======== Extrait source
Assassinat de Xavier Jugelé : "Je n'ai rien à voir avec cette vente d'arme ni avec le terrorisme"

Publié le 15 juin 2021 à 17h11

Source : TF1 Info

PROCÈS - Quatre ans après l'assassinat du policier Xavier Jugelé sur les Champs-Élysées, la cour d'assises spéciale a procédé ce mardi à l'interrogatoire du principal accusé Nourredine A. Sur les quatre hommes jugés depuis lundi 7 juin, il est le seul à être poursuivi pour "association de malfaiteurs terroristes en vue de la préparation d'un crime". Il conteste les faits qui lui sont reprochés.

Pendant l'instruction comme au procès qui a débuté le 7 juin dernier, quatre ans après l'attentat commis sur les Champs-Elysées par le terroriste Karim Cheurfi, il y a eu de nombreuses versions, souvent contradictoires. Mais au septième jour du procès de quatre hommes, jugés pour trois d'entre eux pour "détention et ou cession d'arme" et pour "association de malfaiteurs terroristes en vue de la préparation d'un crime", la manifestation de la vérité n'a visiblement pas éclaté au grand jour. 

Considéré comme le principal accusé, Nourredine A., 31 ans, soupçonné d'avoir acheté la Kalachnikov pour la revendre à Karim Cheurfi, maintient ainsi sa version initiale et conteste les faits qui lui sont reprochés. Selon lui, il n'a pas remis la Kalachnikov utilisée par le terroriste le 20 avril 2017 pour abattre le policier Xavier Jugelé et blessé deux de ses collègues et une touriste allemande sur la plus belle avenue du monde. "Je n'ai rien à voir avec cette vente d'arme et encore moins avec le terrorisme", a clamé le trentenaire dans le box t-shirt gris, jean, cheveux noirs coiffés en arrière. 

Selon la version de Nourredine A., Karim Cheurfi, il l'a croisé en prison en 2009. Ce dernier est alors détenu pour "tentative d'assassinat sur plusieurs fonctionnaires de police". Nourredine A. assure qu'il l'ignore à l'époque et indique avoir échangé une seule phrase avec ce dernier en détention. 

Karim Cheurfi sort ensuite en 2013 de prison. Nourredine A. dit l'avoir croisé plus tard en 2017, devant le café L'Écu de France à Chelles, en Seine-et-Marne. Ils échangent quelques mots. Nourredine A. veut alors acheter une moto. L'achat qu'il a convenu avec une tierce personne ne se fait pas. Karim Cheurfi aurait alors précisé à Nourredine A, qu'il vendait sa Suzuki. Selon l'accusé, la transaction s'est faite en quelques jours. Des dizaines d'appels entre les deux hommes dont 42 sur le seul 31 mars 2017, quatre jours de transaction et la moto est aux mains de Nourredine A. moyennant 800 euros. Un bon prix pour celui qui dit avoir "couillé"son vendeur qui voulait vendre sa moto 1500  euros.
================
======== Données affichées
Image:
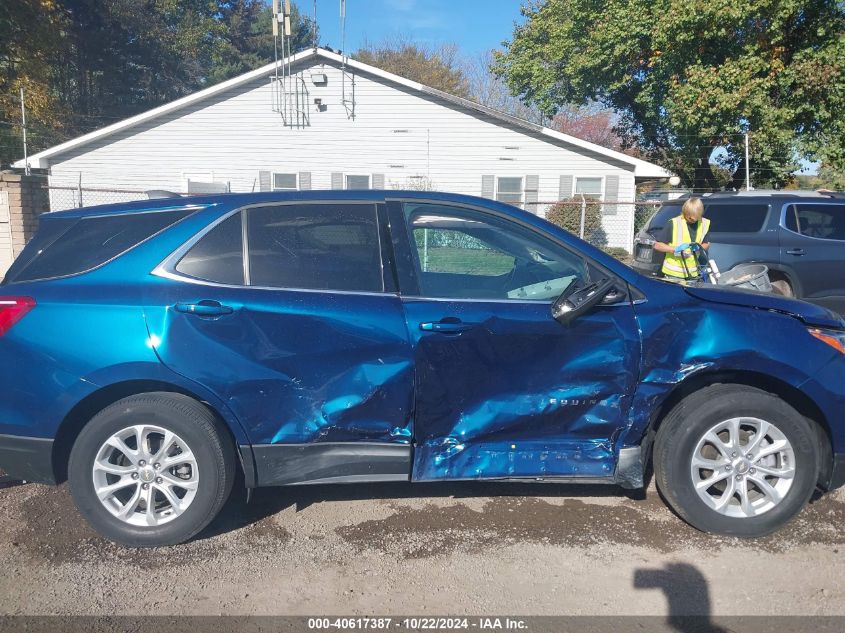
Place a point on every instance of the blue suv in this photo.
(153, 351)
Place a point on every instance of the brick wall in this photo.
(27, 200)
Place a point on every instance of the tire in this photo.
(783, 288)
(188, 481)
(716, 508)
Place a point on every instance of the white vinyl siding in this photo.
(238, 137)
(509, 190)
(357, 181)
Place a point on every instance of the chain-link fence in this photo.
(62, 198)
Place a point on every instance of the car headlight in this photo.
(834, 338)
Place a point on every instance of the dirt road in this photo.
(447, 549)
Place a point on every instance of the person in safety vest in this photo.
(691, 226)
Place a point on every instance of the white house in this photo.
(320, 120)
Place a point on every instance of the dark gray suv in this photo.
(799, 235)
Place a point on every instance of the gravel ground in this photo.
(448, 549)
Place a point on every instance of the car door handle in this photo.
(446, 326)
(205, 307)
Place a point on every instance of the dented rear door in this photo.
(329, 363)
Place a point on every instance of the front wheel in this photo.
(736, 460)
(152, 469)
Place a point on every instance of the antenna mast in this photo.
(314, 29)
(287, 99)
(348, 102)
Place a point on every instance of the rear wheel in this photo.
(736, 460)
(152, 469)
(783, 287)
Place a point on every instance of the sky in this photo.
(474, 25)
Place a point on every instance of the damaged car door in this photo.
(503, 389)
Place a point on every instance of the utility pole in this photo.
(23, 125)
(748, 186)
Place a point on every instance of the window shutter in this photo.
(264, 181)
(532, 186)
(611, 193)
(488, 184)
(565, 188)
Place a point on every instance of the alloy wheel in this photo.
(743, 467)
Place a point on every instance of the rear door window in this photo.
(736, 218)
(315, 247)
(91, 242)
(822, 221)
(463, 254)
(662, 218)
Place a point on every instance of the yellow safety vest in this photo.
(673, 265)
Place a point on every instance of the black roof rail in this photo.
(157, 194)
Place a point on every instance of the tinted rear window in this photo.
(218, 256)
(48, 232)
(319, 247)
(88, 243)
(822, 221)
(736, 218)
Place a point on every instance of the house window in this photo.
(285, 182)
(589, 187)
(509, 190)
(357, 182)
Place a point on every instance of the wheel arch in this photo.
(81, 413)
(793, 396)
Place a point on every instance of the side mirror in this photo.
(577, 300)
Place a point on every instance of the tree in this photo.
================
## [Travail demandé]
• a. D'après l'extrait, pour quelle somme Nourredine A. a-t-il obtenu la moto ?
• b. Montrez, s'il vous plaît, chaque ligne des entrées où figure le mot "house".
Les entrées n'ont aucun lien avec l'extrait.

## [Résultats attendus]
• a. Pour 800 euros.

• b.
Place a point on every instance of the white house in this photo.
Place a point on every instance of the house window in this photo.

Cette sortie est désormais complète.